Please copy, word for word, the lines of the records starting at the line that contains "Do you detect any person with" and ending at the line that contains "[0,0,400,164]", with both of those lines included. Give only those lines.

>> Start Data extract

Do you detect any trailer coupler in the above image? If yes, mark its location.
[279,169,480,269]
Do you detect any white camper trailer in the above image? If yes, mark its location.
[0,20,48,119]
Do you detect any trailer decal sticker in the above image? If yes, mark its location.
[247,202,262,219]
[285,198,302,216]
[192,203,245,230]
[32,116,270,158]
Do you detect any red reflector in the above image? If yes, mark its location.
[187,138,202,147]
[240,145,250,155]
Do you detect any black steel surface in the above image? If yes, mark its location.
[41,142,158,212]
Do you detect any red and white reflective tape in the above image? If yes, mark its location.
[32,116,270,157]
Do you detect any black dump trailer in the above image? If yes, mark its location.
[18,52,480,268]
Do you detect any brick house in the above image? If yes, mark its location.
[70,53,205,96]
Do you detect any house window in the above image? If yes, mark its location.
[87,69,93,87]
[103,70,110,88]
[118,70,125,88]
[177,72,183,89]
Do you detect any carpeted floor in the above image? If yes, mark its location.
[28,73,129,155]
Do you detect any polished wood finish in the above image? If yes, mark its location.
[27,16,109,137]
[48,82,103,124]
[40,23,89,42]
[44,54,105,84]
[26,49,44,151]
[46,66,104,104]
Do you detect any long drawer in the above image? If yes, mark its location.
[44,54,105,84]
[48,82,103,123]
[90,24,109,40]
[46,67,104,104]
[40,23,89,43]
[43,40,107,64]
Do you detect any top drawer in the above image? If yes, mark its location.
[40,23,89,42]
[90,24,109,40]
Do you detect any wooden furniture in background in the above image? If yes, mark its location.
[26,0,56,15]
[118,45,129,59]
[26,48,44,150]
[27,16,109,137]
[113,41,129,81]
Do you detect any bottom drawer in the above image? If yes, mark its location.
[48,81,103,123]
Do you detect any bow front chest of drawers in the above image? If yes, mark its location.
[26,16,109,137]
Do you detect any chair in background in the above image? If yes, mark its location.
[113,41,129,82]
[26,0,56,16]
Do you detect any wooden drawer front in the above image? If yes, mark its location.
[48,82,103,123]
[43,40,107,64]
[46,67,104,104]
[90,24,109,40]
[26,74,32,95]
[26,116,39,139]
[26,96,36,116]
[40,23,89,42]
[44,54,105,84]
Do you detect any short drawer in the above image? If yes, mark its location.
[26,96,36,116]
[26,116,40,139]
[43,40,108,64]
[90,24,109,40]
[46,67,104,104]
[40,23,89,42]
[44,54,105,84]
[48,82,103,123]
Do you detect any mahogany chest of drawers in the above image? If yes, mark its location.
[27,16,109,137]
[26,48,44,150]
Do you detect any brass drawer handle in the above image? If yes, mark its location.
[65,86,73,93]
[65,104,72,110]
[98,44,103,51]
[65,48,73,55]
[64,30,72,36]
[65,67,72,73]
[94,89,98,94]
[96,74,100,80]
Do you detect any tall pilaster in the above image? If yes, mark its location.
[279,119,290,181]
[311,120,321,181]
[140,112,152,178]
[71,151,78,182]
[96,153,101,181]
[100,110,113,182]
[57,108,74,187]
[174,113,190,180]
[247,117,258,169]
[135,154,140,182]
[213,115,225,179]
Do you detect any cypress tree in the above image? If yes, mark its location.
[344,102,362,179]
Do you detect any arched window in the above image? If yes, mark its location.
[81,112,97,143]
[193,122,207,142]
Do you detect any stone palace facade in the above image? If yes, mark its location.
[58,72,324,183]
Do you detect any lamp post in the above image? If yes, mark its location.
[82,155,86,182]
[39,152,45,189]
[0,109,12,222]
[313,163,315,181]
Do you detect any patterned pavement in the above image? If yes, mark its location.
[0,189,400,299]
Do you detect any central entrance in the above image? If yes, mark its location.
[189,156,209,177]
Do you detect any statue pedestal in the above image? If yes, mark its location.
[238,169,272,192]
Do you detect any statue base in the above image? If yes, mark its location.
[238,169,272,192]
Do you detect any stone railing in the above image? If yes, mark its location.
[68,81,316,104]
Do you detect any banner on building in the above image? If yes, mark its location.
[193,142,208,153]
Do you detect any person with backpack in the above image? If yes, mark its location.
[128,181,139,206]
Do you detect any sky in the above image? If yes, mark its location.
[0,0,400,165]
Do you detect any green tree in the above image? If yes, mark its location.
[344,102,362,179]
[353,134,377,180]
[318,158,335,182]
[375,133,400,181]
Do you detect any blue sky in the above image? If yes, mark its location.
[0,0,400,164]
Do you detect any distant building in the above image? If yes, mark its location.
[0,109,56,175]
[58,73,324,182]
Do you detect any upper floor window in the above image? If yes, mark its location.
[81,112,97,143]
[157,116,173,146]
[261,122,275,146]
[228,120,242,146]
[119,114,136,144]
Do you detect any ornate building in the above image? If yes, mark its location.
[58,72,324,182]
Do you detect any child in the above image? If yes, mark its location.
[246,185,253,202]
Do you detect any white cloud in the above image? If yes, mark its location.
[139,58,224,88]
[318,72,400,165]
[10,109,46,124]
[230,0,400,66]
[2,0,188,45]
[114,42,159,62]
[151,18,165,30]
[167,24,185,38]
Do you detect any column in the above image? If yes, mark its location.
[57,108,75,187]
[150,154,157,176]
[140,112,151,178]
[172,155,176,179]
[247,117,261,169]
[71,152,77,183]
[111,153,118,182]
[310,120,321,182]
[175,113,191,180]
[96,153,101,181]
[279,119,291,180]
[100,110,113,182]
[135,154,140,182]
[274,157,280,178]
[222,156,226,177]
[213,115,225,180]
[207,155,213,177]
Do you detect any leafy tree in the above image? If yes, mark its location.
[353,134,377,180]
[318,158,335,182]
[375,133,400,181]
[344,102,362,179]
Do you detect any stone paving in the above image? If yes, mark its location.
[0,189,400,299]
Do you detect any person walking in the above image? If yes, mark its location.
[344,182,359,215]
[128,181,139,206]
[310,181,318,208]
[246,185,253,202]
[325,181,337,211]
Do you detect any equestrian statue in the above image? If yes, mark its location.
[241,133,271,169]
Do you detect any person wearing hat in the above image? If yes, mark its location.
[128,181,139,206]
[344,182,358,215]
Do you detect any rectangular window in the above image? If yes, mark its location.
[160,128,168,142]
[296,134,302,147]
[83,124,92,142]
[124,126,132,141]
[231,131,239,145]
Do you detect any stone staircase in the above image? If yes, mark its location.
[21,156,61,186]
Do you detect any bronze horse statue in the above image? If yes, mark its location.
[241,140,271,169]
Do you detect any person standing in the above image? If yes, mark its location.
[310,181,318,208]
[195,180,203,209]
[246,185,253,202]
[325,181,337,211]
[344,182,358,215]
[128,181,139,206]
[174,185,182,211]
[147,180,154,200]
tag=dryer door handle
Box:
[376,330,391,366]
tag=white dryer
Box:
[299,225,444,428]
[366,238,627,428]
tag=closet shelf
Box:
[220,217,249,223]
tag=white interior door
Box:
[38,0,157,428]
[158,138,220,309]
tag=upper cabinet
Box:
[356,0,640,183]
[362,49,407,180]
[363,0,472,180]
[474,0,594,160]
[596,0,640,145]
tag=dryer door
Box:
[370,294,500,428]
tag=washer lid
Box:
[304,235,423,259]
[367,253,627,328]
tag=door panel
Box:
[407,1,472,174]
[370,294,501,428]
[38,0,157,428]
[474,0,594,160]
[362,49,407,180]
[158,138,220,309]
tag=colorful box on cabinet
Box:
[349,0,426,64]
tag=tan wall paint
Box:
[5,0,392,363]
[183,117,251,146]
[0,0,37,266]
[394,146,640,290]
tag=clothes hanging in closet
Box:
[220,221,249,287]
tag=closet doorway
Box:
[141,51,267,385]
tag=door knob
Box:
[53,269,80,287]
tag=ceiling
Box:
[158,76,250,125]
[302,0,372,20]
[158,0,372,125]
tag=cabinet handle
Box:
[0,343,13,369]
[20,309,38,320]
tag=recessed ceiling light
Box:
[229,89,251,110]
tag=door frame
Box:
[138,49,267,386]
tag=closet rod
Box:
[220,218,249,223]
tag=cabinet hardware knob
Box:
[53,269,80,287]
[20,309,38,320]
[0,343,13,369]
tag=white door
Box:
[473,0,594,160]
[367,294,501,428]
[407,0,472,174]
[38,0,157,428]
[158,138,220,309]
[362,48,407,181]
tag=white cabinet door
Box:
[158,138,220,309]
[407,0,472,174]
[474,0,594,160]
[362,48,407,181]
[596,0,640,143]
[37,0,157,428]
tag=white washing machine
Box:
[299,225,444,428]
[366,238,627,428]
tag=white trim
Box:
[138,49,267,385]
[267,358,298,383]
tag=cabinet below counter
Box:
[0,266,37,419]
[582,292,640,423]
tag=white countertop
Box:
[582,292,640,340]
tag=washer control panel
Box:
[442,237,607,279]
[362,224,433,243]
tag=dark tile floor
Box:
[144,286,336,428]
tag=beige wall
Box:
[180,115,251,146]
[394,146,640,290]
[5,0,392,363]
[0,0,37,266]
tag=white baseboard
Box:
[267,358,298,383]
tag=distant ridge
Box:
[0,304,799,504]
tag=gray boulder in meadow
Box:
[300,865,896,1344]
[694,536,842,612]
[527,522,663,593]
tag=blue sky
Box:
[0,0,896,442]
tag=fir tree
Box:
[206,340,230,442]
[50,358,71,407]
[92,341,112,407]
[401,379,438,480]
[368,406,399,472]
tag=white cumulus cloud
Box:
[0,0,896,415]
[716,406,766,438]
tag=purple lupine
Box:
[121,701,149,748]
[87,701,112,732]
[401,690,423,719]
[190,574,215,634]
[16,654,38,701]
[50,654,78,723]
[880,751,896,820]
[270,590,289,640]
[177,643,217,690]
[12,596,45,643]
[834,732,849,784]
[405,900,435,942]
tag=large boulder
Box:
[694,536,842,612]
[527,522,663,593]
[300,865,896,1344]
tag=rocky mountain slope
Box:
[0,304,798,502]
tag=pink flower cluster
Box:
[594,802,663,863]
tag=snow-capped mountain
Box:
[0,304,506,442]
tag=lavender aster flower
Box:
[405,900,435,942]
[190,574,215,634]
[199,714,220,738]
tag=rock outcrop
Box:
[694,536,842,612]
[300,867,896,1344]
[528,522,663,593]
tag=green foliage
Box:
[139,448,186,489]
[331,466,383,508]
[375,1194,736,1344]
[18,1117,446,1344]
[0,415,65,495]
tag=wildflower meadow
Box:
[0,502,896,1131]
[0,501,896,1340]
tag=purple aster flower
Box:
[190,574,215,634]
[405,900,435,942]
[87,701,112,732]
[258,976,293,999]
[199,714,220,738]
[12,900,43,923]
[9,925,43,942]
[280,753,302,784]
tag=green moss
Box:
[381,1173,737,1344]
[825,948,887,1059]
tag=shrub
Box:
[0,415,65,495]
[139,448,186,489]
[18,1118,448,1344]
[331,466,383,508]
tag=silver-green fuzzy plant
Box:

>> End Data extract

- **Reply**:
Do you detect any person with backpack in the above image? If yes, mark its location.
[128,181,139,206]
Do you detect any sky in the above image? If yes, mark its location.
[0,0,400,165]
Do you detect any green tree in the above image? If yes, mark its location.
[344,102,362,179]
[353,134,377,180]
[318,158,335,182]
[375,133,400,181]
Do you detect any blue sky in the above image? If yes, mark its location.
[0,0,400,164]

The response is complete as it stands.